Items
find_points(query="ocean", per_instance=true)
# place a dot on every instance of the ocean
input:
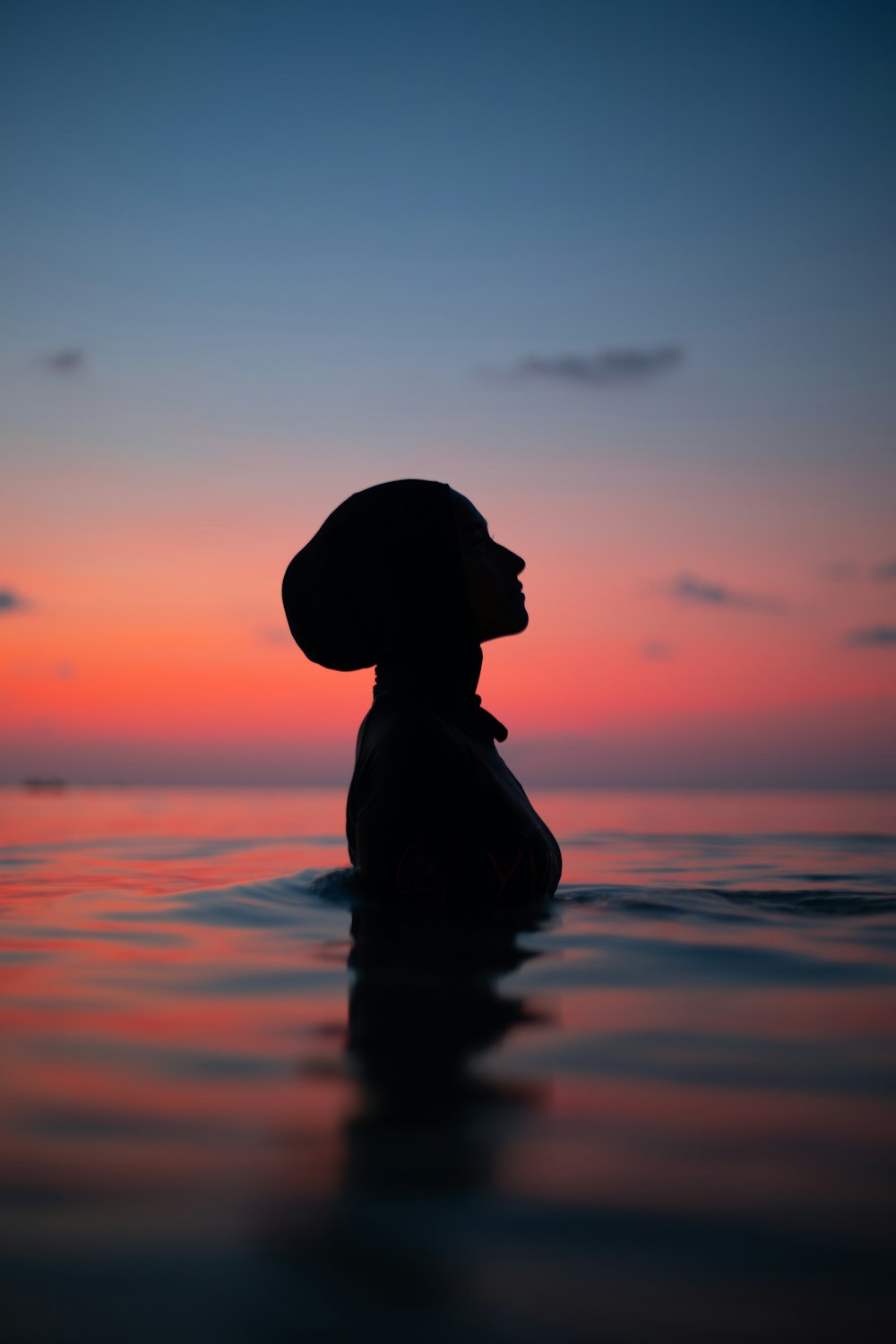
(236, 1109)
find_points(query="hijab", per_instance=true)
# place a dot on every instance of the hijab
(382, 583)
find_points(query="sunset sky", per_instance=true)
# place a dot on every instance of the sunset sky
(622, 273)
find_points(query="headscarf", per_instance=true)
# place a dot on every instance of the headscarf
(382, 582)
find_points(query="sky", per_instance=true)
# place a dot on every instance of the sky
(621, 273)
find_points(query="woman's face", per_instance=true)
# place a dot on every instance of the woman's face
(490, 575)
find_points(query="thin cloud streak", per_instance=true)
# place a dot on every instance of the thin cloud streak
(11, 601)
(872, 637)
(686, 588)
(64, 362)
(602, 368)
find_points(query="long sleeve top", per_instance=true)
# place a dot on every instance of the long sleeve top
(435, 814)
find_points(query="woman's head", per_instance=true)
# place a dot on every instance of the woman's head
(402, 573)
(489, 572)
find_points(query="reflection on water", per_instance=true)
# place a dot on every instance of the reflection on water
(249, 1110)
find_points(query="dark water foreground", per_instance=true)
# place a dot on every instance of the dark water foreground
(237, 1110)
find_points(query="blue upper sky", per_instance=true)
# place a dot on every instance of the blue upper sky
(333, 220)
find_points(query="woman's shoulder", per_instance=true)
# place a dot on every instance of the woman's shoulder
(397, 720)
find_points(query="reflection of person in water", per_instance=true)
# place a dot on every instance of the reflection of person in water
(405, 575)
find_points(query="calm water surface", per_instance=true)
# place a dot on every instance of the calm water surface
(236, 1109)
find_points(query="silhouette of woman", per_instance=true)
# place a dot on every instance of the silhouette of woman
(406, 577)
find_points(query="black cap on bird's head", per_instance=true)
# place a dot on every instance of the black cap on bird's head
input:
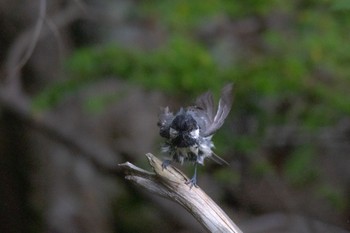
(184, 130)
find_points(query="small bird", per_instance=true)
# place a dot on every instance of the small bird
(188, 133)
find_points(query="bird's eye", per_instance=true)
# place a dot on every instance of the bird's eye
(195, 133)
(173, 132)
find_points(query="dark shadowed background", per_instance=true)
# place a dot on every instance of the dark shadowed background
(81, 83)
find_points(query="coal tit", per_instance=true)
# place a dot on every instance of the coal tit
(188, 133)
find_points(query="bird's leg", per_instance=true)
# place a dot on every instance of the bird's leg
(166, 163)
(193, 181)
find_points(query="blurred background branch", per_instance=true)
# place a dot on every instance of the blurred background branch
(170, 183)
(80, 88)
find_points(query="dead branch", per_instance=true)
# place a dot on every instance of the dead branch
(170, 183)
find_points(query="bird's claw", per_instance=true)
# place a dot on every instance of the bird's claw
(165, 164)
(192, 182)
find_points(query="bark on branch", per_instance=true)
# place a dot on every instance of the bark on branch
(170, 183)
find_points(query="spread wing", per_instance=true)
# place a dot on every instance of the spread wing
(212, 121)
(165, 118)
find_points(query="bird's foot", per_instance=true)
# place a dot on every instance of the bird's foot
(166, 163)
(192, 182)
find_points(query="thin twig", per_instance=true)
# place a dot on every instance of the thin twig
(170, 183)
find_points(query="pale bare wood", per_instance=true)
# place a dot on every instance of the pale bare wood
(171, 184)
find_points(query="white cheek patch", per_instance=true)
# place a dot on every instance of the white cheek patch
(173, 133)
(195, 133)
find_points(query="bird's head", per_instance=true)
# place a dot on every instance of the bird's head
(184, 130)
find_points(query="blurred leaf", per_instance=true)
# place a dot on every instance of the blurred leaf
(300, 168)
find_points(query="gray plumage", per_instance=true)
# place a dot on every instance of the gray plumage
(188, 133)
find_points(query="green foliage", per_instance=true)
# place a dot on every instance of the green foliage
(332, 196)
(300, 168)
(300, 74)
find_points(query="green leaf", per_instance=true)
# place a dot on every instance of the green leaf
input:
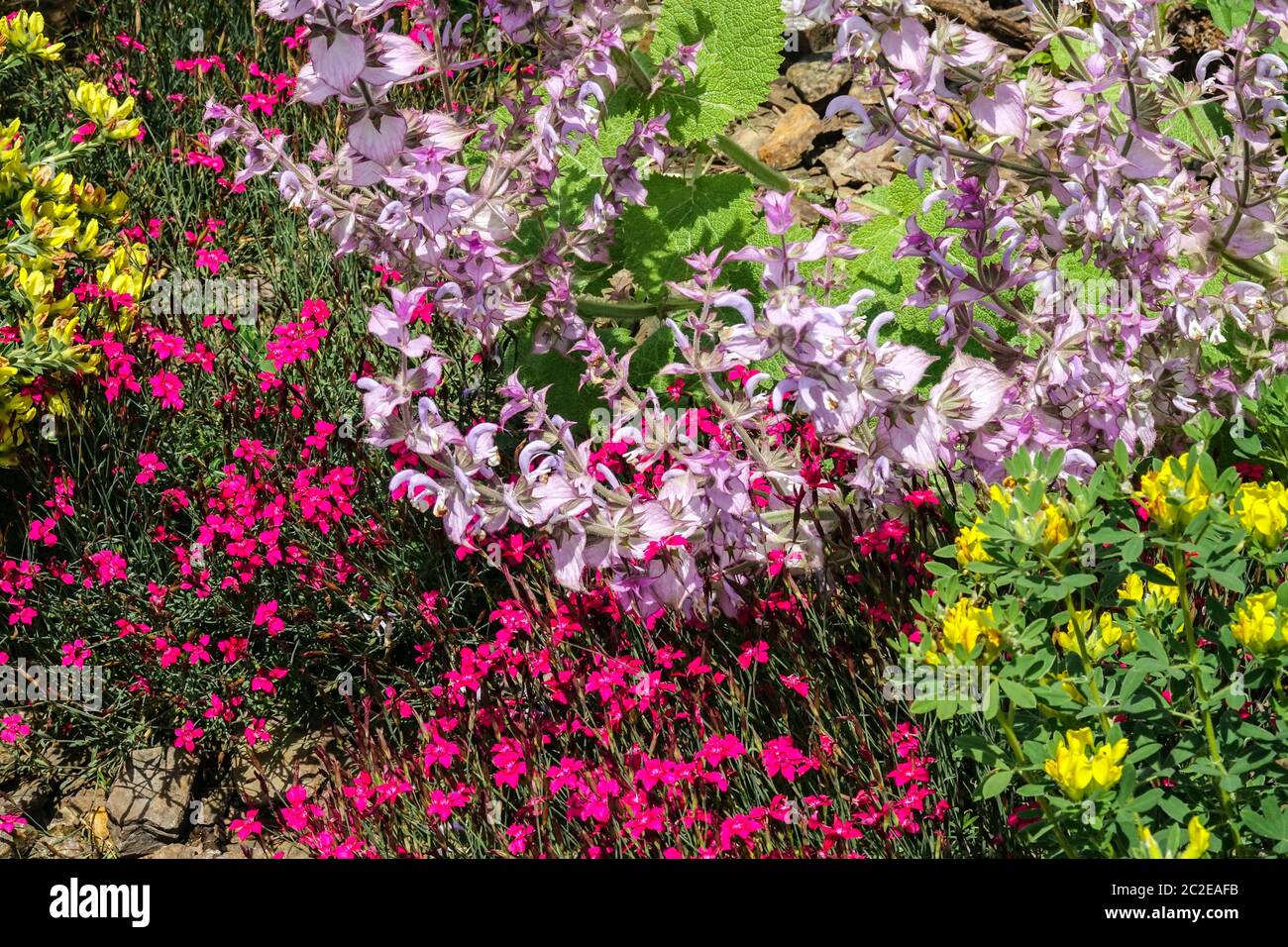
(1020, 694)
(682, 218)
(742, 43)
(997, 783)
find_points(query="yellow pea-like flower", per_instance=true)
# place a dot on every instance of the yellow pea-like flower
(1173, 493)
(970, 545)
(1258, 624)
(1081, 768)
(25, 34)
(1262, 510)
(110, 115)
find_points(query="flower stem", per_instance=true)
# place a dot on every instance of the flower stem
(1201, 693)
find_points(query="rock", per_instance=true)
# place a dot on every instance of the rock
(820, 39)
(77, 806)
(752, 133)
(283, 764)
(178, 851)
(791, 138)
(27, 797)
(846, 163)
(782, 94)
(816, 76)
(54, 847)
(20, 843)
(149, 804)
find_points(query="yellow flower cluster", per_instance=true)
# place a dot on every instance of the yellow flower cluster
(1199, 839)
(62, 236)
(1046, 528)
(1258, 625)
(1262, 509)
(1080, 767)
(965, 624)
(25, 35)
(101, 107)
(1173, 493)
(1137, 591)
(1103, 637)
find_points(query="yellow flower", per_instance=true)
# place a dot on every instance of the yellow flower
(1198, 844)
(970, 545)
(1173, 493)
(965, 624)
(1257, 624)
(1134, 589)
(26, 34)
(1262, 510)
(101, 107)
(1100, 641)
(1080, 767)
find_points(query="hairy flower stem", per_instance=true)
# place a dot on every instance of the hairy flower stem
(1087, 667)
(1005, 719)
(754, 166)
(631, 312)
(1201, 692)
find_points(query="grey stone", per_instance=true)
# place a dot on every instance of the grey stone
(149, 804)
(816, 77)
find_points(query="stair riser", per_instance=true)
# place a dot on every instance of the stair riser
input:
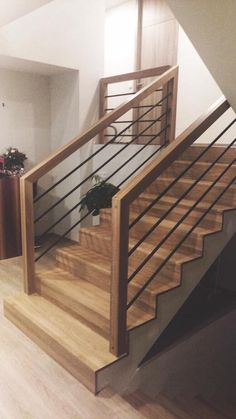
(194, 241)
(192, 152)
(103, 246)
(180, 188)
(100, 278)
(197, 170)
(89, 272)
(73, 307)
(158, 210)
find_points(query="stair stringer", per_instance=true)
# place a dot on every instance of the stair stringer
(124, 375)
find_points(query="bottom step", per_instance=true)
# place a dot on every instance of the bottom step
(72, 344)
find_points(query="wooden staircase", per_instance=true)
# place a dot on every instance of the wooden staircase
(69, 316)
(110, 296)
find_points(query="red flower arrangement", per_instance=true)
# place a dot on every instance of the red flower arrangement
(12, 162)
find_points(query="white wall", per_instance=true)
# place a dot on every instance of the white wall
(120, 38)
(64, 94)
(13, 9)
(197, 91)
(211, 27)
(25, 118)
(68, 33)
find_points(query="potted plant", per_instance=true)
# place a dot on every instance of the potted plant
(99, 196)
(12, 162)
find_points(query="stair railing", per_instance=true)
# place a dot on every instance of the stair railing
(165, 120)
(121, 225)
(115, 88)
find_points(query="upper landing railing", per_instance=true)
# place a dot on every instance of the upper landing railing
(154, 108)
(123, 272)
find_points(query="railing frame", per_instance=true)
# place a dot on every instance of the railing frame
(120, 214)
(136, 76)
(27, 210)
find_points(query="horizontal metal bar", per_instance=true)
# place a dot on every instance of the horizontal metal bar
(147, 258)
(148, 158)
(130, 135)
(178, 245)
(62, 237)
(147, 234)
(179, 176)
(129, 93)
(139, 122)
(134, 107)
(120, 94)
(132, 157)
(91, 156)
(93, 173)
(62, 218)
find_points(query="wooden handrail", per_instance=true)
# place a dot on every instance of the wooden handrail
(136, 75)
(138, 184)
(27, 211)
(65, 151)
(120, 219)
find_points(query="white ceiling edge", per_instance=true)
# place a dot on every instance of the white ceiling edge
(11, 10)
(28, 66)
(113, 3)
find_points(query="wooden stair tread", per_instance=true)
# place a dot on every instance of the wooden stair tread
(78, 339)
(94, 258)
(186, 202)
(100, 231)
(168, 223)
(159, 285)
(93, 298)
(202, 182)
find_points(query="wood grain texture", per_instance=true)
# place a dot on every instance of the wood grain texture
(34, 386)
(27, 228)
(65, 151)
(146, 176)
(118, 319)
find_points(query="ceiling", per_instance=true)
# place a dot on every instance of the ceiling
(112, 3)
(13, 9)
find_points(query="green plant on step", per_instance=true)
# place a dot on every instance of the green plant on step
(99, 196)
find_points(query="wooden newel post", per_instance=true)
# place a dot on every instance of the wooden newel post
(27, 231)
(173, 87)
(102, 106)
(120, 238)
(169, 105)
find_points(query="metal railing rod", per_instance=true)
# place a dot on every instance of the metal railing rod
(133, 156)
(76, 205)
(143, 162)
(88, 177)
(128, 93)
(130, 135)
(62, 237)
(134, 107)
(61, 218)
(120, 94)
(156, 248)
(139, 122)
(179, 176)
(179, 244)
(159, 221)
(96, 152)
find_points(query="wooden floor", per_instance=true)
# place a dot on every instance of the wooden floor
(33, 386)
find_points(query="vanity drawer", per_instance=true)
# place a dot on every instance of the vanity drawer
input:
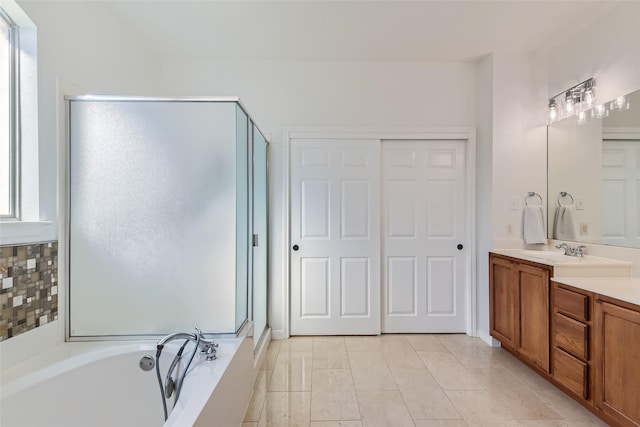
(571, 335)
(571, 372)
(571, 303)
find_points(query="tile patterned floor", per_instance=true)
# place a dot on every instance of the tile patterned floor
(404, 380)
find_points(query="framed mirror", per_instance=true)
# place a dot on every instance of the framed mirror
(593, 176)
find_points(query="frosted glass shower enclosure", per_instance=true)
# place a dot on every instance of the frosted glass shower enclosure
(167, 217)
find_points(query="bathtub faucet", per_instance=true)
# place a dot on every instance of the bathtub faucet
(206, 346)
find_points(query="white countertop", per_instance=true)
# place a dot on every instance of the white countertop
(558, 258)
(623, 288)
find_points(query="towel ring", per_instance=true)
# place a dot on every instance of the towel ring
(532, 194)
(564, 194)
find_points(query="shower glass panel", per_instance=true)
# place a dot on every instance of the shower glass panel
(242, 217)
(158, 205)
(260, 235)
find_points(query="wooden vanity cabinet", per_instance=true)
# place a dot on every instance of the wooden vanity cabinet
(519, 307)
(502, 278)
(617, 358)
(570, 340)
(585, 343)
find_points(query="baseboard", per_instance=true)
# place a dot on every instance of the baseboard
(488, 339)
(278, 334)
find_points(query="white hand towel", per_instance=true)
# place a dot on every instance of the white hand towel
(565, 225)
(534, 232)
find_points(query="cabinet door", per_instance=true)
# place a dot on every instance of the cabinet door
(532, 296)
(502, 301)
(618, 363)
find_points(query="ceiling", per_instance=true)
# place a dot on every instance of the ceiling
(351, 30)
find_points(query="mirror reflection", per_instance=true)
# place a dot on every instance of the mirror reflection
(593, 177)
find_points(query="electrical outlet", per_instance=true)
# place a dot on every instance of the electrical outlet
(584, 228)
(515, 203)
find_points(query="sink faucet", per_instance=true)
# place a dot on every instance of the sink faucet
(569, 251)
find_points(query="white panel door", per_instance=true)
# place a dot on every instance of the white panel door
(423, 222)
(621, 192)
(335, 237)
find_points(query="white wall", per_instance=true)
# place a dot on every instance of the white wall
(282, 94)
(484, 161)
(519, 139)
(80, 44)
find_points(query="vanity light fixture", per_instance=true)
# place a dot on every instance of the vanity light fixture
(576, 100)
(580, 100)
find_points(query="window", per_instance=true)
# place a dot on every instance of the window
(8, 117)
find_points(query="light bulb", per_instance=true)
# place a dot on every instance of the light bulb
(569, 104)
(581, 117)
(599, 111)
(589, 98)
(553, 111)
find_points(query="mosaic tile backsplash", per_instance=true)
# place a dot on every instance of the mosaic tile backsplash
(29, 294)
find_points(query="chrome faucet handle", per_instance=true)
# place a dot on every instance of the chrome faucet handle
(579, 250)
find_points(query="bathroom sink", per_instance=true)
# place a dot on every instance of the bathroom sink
(569, 266)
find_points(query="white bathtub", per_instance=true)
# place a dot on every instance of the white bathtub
(100, 384)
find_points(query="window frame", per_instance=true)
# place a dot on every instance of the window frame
(14, 118)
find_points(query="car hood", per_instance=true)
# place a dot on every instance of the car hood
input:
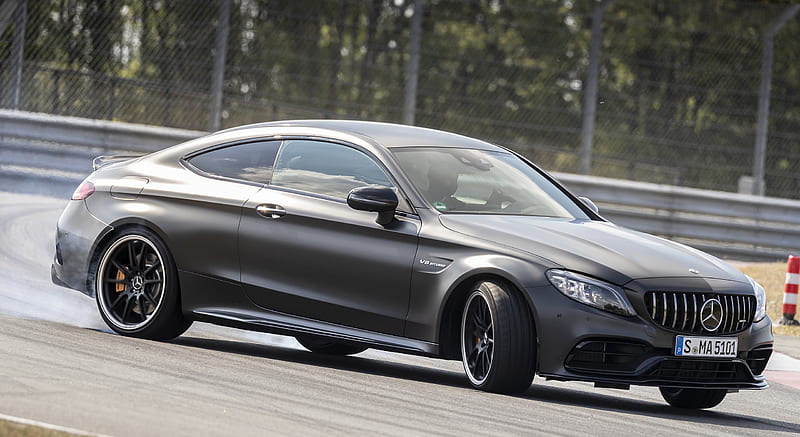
(599, 249)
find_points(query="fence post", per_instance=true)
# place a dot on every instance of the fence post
(17, 50)
(590, 93)
(762, 126)
(218, 76)
(412, 68)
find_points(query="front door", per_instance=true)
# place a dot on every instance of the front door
(305, 252)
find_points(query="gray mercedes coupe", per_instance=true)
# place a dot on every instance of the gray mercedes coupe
(351, 235)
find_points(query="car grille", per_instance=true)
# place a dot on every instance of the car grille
(606, 355)
(700, 371)
(680, 311)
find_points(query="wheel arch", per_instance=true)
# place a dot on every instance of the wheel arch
(449, 326)
(113, 230)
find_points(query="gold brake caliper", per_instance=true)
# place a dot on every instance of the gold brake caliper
(120, 287)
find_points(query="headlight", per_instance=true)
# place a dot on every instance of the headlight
(761, 300)
(591, 292)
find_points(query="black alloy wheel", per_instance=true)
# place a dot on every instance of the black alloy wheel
(498, 347)
(136, 287)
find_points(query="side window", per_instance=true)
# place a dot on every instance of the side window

What you are asked to do
Copy the records word for word from their first line to the line with "(249, 1110)", both included. Leave the pictures out of your copy.

Output below
find_points(query="ocean", per_instance=true)
# place a dot on every instance of the ocean
input:
(236, 1109)
find_points(query="hijab", per_instance=true)
# place a dot on every instance of the hijab
(382, 583)
find_points(query="sunset sky", per_instance=true)
# place a dot on every instance of the sunset sky
(622, 273)
find_points(query="headscarf", per_instance=true)
# place a dot on every instance of the headscarf
(382, 582)
find_points(query="sky", per_instance=true)
# place a dot on every instance of the sky
(621, 273)
find_points(query="woman's face", per_instance=true)
# place a dot on every instance of the woman's face
(490, 575)
find_points(query="thin cloud streak", per_instance=true)
# place a dot on every instance of the thin cloud streak
(11, 601)
(872, 637)
(686, 588)
(64, 362)
(602, 368)
find_points(query="long sleeve top", per_instance=true)
# place a dot on every instance of the long sleeve top
(435, 814)
find_points(query="woman's head", per_instance=true)
# place a dot on every instance of the woman's head
(402, 573)
(489, 572)
find_points(query="reflection on water", per_instance=true)
# place a dot on every instance of the reflection on water
(249, 1110)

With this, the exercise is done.